Task statement: Go through the data below and return each line where the string "pair" occurs.
◇ ◇ ◇ ◇ ◇
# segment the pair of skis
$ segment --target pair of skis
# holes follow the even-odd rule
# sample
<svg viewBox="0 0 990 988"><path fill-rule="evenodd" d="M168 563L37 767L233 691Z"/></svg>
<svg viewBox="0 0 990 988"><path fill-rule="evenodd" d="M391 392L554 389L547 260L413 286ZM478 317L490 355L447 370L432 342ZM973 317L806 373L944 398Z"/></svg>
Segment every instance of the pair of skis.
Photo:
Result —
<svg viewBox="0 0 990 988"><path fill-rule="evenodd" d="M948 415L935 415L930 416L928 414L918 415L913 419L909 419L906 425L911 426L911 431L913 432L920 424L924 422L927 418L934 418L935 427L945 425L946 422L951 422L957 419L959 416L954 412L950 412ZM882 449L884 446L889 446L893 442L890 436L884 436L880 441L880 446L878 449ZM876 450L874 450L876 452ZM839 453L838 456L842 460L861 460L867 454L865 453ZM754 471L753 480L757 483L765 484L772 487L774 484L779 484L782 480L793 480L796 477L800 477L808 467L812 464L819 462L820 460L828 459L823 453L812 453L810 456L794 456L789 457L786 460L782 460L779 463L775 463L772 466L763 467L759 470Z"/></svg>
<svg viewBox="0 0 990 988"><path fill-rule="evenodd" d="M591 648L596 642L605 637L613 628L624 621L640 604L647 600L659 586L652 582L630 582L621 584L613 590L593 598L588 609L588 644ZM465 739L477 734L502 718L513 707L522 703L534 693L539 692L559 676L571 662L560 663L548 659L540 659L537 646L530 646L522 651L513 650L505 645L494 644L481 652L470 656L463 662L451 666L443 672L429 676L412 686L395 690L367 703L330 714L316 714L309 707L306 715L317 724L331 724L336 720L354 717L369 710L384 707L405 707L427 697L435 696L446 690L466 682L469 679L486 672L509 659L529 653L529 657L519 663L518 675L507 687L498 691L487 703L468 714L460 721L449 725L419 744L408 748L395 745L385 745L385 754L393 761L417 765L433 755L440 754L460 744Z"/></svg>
◇ ◇ ◇ ◇ ◇
Solution to this exercise:
# segment the pair of skis
$ segment --target pair of skis
Segment every instance of the pair of skis.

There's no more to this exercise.